**Exercise task A**
According to the passage on writing and college, in what year did the writer drop out of college?
**Exercise task B**
For each statement below, say yes or no to whether it agrees with the passage on writing and college, and quote the deciding words from the passage. (i) The professor who discouraged the writer belonged to the English department at the University of Cincinnati. (ii) After leaving college, the writer stopped writing altogether. (iii) The writer describes the first finished novel as good.

**Extract**
If you scored some success with the five pages a day plan than “Hurrah!” for you, I am so feeling your energy and excitement. If not…go back to the Yoda video, figure out the difference between trying and doing, then start over. You have it in you; you know it, I know it…Hell your cat and dog know it from the amount of time you have spent bitching about it for years.

Never give up hope, get back to work, and put out your five today. Any work will begat better work; a short story you finish and hate this week might end up a big fat ruby in your treasure pouch come summer.

Finish it, put it away, and then come back later.

If there was one valuable thing I learned in college it was “finish it, put it away, and then come back later.” I don’t have a lot of positive things to say about my college experience; I waited too long to go back and missed out on all the positive social aspects of collegiate life. I did, however manage to meet two people that made a massive difference in my life as a writer and surprise, surprise…they were both English professors.

My initial experience with academia was not a success. A grizzled old man; who just happened to be the most respected member of the English department at the University of Cincinnati, Herr Professor made up his mind about my skills as a writer within the first two weeks. So convinced of his own opinion on my ability, he went so far as to pull me out of the class and away from the other students to politely let me know there was no chance in the world that I would ever be a real writer.

In his words, “It was time for me to start seeking out a new profession.”

This devastated me and to be completely honest was the main reason why I dropped out of college in 1996. What was the point of going through the motions trying to get a degree in a field that I had no capability to succeed in?

Then a strange thing happened…

Yes, I walked away from academia. Yes, I walked away from my dreams. Life was all I concerned myself; the working, partying, and general monotony of making it though every day filled the majority of my waking hours. To my surprise, despite being humiliated in front of my peers, despite having all my confidence ground under the boot heels of authority…I couldn’t put down the pen.

I still needed to tell stories.

Over the next decade I finished a novel (which was terrible but I still finished it!), and began to love the creative process again. By the time I made it back to college the second time, I had no illusions about what I was in for. I wasn’t there for old men to judge me for my dreams, I was there to get that piece of paper that could get me a job that might afford my family the time and finances we needed to be comfortable while writing. Didn’t quite work out the way I wanted it to, but that’s life right?

**Excerpted records**
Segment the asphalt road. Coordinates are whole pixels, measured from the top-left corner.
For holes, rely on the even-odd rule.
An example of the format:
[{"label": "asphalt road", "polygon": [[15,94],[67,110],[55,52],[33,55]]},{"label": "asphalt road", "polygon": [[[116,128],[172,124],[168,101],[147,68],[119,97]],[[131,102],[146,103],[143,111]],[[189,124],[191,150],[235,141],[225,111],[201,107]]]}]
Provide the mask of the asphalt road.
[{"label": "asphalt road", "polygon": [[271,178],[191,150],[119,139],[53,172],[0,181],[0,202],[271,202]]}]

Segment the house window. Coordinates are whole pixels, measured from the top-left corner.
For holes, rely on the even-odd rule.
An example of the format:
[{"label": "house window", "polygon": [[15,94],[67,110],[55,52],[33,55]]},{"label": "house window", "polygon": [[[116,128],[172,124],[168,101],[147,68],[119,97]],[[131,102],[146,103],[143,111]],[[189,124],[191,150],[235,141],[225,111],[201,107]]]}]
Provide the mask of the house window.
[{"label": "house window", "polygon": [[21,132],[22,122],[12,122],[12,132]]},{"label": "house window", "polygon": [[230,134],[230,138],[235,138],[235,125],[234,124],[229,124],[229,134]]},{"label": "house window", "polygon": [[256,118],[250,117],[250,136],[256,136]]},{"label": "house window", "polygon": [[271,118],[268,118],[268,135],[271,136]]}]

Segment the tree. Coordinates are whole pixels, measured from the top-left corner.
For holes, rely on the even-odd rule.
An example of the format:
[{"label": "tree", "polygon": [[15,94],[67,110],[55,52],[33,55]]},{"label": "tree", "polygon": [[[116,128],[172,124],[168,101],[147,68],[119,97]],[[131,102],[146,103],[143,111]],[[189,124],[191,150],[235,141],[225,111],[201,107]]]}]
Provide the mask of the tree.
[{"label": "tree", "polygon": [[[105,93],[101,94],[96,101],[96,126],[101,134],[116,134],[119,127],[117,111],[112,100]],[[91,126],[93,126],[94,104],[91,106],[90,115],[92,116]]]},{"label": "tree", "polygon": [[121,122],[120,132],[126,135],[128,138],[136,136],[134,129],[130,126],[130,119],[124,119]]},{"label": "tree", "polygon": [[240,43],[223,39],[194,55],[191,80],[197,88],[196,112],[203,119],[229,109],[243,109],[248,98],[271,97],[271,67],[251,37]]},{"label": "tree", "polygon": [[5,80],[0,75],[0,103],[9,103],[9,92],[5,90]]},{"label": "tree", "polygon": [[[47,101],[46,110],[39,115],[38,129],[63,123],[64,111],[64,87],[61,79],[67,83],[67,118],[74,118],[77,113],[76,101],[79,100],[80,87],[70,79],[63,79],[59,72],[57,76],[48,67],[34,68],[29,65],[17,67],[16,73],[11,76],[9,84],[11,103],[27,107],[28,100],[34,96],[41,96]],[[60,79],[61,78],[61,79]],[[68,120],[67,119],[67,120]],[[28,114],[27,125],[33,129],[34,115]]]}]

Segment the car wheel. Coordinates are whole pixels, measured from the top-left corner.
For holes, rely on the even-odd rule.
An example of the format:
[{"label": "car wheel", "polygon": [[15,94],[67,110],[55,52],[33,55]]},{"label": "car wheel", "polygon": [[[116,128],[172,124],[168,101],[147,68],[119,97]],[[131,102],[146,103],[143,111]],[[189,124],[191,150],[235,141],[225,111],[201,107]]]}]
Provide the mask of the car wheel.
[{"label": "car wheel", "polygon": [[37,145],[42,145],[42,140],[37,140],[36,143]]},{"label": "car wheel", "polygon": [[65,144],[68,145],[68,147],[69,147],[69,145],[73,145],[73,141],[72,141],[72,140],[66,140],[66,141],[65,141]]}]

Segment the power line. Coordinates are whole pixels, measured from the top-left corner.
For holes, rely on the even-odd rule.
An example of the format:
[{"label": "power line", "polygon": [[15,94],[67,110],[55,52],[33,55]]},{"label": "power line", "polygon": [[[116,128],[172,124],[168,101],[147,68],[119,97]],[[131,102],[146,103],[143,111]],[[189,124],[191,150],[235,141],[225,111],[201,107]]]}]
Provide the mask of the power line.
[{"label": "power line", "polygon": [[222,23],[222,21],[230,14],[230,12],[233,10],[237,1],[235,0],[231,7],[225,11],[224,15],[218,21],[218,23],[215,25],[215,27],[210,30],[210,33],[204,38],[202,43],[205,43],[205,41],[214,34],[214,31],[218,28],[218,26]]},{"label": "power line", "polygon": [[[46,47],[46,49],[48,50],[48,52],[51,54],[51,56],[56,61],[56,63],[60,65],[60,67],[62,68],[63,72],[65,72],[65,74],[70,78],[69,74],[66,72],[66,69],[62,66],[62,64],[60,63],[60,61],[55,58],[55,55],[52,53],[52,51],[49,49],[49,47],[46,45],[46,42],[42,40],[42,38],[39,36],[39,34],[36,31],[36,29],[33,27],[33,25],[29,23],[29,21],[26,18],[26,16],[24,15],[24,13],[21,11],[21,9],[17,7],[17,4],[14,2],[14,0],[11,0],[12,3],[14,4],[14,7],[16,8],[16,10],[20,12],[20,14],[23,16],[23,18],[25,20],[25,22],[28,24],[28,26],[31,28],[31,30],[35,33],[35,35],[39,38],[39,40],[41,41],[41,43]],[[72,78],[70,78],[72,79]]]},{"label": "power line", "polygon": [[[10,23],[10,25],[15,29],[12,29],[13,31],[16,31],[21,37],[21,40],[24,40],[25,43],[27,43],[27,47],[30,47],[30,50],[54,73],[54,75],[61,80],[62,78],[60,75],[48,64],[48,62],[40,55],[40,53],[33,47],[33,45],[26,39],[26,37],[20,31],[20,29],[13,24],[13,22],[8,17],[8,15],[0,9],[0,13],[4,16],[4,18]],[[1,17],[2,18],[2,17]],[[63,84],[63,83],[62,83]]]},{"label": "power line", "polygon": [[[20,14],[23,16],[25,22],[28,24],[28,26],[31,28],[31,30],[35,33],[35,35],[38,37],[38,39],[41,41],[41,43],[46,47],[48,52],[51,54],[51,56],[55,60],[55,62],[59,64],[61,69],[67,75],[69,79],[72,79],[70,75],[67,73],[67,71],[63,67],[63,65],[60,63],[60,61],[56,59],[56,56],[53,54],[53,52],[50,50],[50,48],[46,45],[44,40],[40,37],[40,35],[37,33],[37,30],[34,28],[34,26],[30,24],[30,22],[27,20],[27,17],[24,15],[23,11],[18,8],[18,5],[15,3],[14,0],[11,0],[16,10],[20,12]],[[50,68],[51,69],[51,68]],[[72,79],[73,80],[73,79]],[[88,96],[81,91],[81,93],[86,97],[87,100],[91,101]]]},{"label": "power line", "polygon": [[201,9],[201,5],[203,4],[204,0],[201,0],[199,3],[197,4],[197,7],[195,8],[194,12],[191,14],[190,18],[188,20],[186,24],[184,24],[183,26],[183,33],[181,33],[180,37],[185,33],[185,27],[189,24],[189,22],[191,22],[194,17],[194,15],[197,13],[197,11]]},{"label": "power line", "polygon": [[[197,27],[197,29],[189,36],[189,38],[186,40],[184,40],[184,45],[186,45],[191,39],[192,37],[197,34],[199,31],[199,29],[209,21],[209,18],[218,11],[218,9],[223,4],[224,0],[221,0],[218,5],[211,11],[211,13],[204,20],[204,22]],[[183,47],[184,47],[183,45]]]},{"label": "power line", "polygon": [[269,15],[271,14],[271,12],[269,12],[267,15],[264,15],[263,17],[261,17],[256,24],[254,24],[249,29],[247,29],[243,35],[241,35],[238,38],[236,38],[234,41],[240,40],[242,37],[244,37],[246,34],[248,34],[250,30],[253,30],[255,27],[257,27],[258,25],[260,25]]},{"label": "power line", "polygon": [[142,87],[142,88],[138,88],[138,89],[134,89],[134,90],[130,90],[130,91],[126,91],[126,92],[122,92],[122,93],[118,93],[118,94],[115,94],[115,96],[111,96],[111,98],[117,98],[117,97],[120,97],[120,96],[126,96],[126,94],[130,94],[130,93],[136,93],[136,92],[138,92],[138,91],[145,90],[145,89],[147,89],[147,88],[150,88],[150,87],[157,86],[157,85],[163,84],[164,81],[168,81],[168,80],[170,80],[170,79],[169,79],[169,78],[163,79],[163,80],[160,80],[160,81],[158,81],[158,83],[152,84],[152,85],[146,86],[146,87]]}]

**Exercise response A**
1996

**Exercise response B**
(i) Yes: "the most respected member of the English department at the University of Cincinnati"
(ii) No: "I couldn’t put down the pen."
(iii) No: "(which was terrible but I still finished it!)"